> [Document passage]
Manual instrumentation of Java applications with OpenTelemetry

observability-launch-series-3-java-manual.jpg

In the fast-paced universe of software development, especially in the cloud-native realm, DevOps and SRE teams are increasingly emerging as essential partners in application stability and growth.

DevOps engineers continuously optimize software delivery, while SRE teams act as the stewards of application reliability, scalability, and top-tier performance. The challenge? These teams require a cutting-edge observability solution, one that encompasses full-stack insights, empowering them to rapidly manage, monitor, and rectify potential disruptions before they culminate into operational challenges.

Observability in our modern distributed software ecosystem goes beyond mere monitoring—it demands limitless data collection, precision in processing, and the correlation of this data into actionable insights. However, the road to achieving this holistic view is paved with obstacles: from navigating version incompatibilities to wrestling with restrictive proprietary code.

> [Provided material]
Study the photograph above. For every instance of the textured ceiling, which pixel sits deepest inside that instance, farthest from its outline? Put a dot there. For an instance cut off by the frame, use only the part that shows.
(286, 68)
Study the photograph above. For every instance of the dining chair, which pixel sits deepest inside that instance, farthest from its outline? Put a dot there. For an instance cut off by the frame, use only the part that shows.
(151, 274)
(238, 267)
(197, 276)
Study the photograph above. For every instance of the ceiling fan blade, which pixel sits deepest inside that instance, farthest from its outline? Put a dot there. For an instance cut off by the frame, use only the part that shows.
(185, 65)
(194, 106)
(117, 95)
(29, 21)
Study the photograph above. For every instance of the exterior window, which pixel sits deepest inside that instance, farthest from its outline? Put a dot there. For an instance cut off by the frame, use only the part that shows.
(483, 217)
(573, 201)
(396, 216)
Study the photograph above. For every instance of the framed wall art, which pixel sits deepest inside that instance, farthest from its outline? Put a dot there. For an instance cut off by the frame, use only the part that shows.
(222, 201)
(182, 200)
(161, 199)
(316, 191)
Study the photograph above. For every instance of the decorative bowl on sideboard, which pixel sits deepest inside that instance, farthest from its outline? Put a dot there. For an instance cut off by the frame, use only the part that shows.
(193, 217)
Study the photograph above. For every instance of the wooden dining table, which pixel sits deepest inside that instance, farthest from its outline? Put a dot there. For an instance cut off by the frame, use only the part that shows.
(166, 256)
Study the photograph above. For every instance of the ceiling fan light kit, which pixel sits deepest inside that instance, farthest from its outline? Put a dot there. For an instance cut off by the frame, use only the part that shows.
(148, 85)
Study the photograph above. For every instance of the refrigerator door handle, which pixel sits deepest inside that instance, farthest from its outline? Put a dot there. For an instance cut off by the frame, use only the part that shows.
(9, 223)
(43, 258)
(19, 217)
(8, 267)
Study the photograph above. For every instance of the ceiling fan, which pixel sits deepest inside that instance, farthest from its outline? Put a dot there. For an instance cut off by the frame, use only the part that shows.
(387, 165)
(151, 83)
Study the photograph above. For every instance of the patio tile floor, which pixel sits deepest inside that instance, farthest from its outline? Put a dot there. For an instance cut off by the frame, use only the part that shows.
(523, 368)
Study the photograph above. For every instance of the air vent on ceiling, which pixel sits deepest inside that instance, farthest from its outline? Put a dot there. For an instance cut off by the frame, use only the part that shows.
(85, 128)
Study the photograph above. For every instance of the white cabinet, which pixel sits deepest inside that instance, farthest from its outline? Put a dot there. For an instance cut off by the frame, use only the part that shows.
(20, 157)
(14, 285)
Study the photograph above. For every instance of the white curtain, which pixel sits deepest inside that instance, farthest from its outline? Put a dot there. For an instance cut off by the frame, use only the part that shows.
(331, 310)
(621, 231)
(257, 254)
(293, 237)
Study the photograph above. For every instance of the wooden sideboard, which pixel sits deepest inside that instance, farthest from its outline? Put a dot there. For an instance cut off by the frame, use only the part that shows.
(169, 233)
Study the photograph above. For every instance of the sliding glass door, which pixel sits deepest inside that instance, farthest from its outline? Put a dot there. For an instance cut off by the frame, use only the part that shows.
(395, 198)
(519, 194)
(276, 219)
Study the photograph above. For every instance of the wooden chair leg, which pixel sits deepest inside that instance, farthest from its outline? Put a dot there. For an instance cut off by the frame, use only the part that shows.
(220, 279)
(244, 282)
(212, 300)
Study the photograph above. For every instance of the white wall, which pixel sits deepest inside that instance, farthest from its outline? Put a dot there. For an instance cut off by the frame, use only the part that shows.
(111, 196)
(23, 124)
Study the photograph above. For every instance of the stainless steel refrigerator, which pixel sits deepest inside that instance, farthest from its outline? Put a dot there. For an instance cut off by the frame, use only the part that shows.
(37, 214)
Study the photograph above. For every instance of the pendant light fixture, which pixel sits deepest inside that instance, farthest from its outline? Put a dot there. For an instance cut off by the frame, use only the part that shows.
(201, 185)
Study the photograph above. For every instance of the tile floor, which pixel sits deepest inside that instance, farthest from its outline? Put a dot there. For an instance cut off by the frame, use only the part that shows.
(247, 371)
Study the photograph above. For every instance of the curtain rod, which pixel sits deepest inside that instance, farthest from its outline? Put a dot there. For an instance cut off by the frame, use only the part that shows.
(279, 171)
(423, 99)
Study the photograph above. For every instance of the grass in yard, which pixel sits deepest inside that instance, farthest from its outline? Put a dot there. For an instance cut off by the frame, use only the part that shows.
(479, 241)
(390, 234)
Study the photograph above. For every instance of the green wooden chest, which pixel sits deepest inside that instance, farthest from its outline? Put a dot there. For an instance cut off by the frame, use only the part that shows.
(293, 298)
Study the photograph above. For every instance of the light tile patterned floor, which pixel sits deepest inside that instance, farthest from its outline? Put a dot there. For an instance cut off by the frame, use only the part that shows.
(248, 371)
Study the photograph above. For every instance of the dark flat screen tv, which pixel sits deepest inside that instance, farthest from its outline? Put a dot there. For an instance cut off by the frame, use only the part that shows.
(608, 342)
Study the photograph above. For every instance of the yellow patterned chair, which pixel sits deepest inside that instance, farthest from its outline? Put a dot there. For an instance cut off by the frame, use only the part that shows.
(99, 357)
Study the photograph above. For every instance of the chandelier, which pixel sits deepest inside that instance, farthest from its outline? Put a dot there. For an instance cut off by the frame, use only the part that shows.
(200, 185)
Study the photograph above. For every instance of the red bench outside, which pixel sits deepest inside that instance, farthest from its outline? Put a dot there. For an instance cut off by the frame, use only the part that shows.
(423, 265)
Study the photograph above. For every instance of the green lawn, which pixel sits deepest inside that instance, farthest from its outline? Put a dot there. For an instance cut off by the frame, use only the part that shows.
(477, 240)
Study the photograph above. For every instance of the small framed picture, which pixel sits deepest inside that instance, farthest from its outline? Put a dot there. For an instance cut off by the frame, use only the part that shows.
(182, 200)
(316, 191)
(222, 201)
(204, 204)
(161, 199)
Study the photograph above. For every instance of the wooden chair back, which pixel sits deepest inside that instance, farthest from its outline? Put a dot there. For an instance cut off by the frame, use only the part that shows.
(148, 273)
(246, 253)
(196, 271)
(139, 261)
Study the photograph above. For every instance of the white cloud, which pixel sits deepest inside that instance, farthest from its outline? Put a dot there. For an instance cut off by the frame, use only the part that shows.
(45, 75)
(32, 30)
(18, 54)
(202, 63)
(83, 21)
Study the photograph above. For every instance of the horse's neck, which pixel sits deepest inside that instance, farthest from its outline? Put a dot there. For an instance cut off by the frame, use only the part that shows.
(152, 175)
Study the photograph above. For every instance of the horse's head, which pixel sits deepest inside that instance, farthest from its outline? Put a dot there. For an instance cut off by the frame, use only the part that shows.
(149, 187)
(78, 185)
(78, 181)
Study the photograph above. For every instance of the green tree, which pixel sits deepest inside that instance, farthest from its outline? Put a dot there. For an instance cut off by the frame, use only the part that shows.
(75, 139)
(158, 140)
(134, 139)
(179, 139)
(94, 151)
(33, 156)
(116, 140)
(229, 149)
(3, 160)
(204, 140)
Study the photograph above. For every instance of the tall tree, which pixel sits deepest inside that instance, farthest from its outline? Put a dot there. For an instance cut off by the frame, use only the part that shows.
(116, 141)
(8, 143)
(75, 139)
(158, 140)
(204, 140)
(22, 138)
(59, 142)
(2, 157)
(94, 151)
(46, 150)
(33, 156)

> [Task details] In the article on manual instrumentation of Java applications with OpenTelemetry, why do DevOps and SRE teams need an observability solution with full-stack insights? Answer in one to three sentences.

> [Written answer] Such a solution lets these teams rapidly manage, monitor, and rectify potential disruptions before those disruptions culminate into operational challenges. This matters because DevOps engineers continuously optimize software delivery, while SRE teams are the stewards of application reliability, scalability, and top-tier performance.